* **Problem description**
Without omitting anything, retype the data that follows.

------------------------------------------------------------

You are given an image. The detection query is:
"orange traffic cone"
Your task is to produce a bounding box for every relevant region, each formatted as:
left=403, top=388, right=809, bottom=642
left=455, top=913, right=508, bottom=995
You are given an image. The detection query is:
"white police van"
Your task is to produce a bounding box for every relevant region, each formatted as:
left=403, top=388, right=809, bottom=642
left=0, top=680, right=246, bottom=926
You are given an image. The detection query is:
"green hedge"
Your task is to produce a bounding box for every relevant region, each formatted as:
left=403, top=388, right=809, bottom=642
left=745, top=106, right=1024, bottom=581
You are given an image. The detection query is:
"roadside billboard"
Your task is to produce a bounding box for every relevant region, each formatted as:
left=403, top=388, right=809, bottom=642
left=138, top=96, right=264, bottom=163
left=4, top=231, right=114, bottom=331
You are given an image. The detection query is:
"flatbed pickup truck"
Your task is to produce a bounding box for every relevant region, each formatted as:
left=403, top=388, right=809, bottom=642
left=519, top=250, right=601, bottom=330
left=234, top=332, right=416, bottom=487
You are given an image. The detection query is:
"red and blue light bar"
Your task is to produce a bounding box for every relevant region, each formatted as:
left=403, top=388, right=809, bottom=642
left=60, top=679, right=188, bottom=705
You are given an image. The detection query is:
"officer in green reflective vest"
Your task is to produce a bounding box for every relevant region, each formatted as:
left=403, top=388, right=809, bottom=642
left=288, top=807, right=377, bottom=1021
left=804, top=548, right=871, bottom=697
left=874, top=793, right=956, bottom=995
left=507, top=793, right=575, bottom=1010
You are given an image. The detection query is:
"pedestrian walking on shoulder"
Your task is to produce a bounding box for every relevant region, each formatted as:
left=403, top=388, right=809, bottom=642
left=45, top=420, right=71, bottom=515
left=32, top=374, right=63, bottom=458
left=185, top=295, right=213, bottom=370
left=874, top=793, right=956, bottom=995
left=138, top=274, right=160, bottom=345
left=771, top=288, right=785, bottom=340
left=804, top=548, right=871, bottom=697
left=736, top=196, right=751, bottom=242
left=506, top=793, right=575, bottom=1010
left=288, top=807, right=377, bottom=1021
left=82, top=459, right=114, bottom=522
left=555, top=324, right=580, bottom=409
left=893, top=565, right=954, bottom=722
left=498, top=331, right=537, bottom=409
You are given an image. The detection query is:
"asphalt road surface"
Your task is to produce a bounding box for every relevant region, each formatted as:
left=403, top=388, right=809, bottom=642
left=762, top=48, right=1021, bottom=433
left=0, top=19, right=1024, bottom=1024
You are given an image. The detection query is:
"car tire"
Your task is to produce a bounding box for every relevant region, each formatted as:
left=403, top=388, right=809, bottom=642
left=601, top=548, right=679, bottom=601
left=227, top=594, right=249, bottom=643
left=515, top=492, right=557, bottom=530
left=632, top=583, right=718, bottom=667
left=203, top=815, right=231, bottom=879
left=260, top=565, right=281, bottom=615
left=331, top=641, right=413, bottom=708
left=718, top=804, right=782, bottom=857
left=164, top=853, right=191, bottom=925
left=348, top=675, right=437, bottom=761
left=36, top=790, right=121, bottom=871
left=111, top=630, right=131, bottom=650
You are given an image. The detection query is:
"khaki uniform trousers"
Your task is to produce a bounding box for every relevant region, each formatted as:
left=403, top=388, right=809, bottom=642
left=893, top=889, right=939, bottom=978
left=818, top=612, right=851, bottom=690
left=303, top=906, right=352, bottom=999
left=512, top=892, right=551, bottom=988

------------------------------------------------------------

* **Solution**
You are given an image. The detection query is:
"orange traffic cone"
Your task is to produce a bounding box for every relevant region, each formatted as:
left=403, top=388, right=809, bottom=642
left=455, top=913, right=508, bottom=995
You are given an image. The detection query is:
"white police van"
Your task is to produce a bounding box for every relevant region, each formatted as:
left=403, top=388, right=809, bottom=642
left=0, top=680, right=246, bottom=926
You are given an image. The detection query is:
"green hedge"
Your task is to produce a bounding box for every relevant region, each formatted as:
left=403, top=388, right=809, bottom=642
left=745, top=106, right=1024, bottom=581
You are given an image. The detection query is:
"roadside billboard"
Your task is to produce a bounding box for every relevant region, each formatted as:
left=403, top=388, right=809, bottom=642
left=138, top=96, right=264, bottom=163
left=4, top=231, right=114, bottom=331
You are given an image. The detection query is:
"flatbed pickup truck"
Your task is to produce a bounding box for every relevant region, each formatted as:
left=403, top=388, right=809, bottom=642
left=519, top=250, right=601, bottom=330
left=234, top=332, right=416, bottom=487
You are given an image. The detection query is:
"red and blue light bar"
Your task is to produce a bounding box for every relevant region, each formatted as:
left=403, top=388, right=809, bottom=642
left=60, top=679, right=188, bottom=705
You are given an image. The detection query is:
"officer in green reflective vest"
Your task is to produce a bounding box for every relevant region, each formatted as:
left=403, top=388, right=809, bottom=642
left=288, top=807, right=377, bottom=1021
left=804, top=548, right=871, bottom=697
left=874, top=793, right=956, bottom=995
left=507, top=793, right=575, bottom=1010
You are given an image. The detection query is:
"pedestrian walking on shoulder"
Your task is to produce a bounding box for every relevant region, each formatted as:
left=403, top=388, right=809, bottom=642
left=45, top=420, right=71, bottom=515
left=32, top=374, right=63, bottom=458
left=185, top=295, right=213, bottom=370
left=874, top=793, right=956, bottom=995
left=138, top=274, right=160, bottom=345
left=771, top=288, right=785, bottom=340
left=804, top=548, right=871, bottom=697
left=736, top=196, right=751, bottom=242
left=506, top=793, right=575, bottom=1010
left=288, top=807, right=377, bottom=1021
left=82, top=459, right=114, bottom=522
left=555, top=324, right=580, bottom=409
left=893, top=565, right=954, bottom=722
left=498, top=331, right=537, bottom=409
You are given an image. The detection query is:
"asphalt road surface"
Your task is to produce a bounding box for every relevant region, each formatted as:
left=403, top=388, right=809, bottom=642
left=762, top=48, right=1021, bottom=433
left=0, top=19, right=1024, bottom=1024
You are given an image. The detection query is:
"car tire"
Your task is to produce a bounding box for every relevant region, each formatted as:
left=403, top=388, right=809, bottom=642
left=601, top=548, right=679, bottom=601
left=227, top=594, right=249, bottom=643
left=515, top=492, right=557, bottom=530
left=632, top=583, right=718, bottom=667
left=203, top=815, right=231, bottom=879
left=260, top=565, right=281, bottom=615
left=331, top=641, right=413, bottom=708
left=718, top=804, right=782, bottom=857
left=164, top=853, right=191, bottom=925
left=348, top=675, right=437, bottom=761
left=36, top=790, right=121, bottom=871
left=111, top=630, right=131, bottom=650
You are given an image. The detection query is:
"khaki uniform trousers"
Your task is to produce a bounding box for every relevant region, each formatted as:
left=403, top=388, right=809, bottom=642
left=893, top=889, right=939, bottom=978
left=818, top=612, right=851, bottom=690
left=303, top=906, right=352, bottom=999
left=512, top=892, right=551, bottom=988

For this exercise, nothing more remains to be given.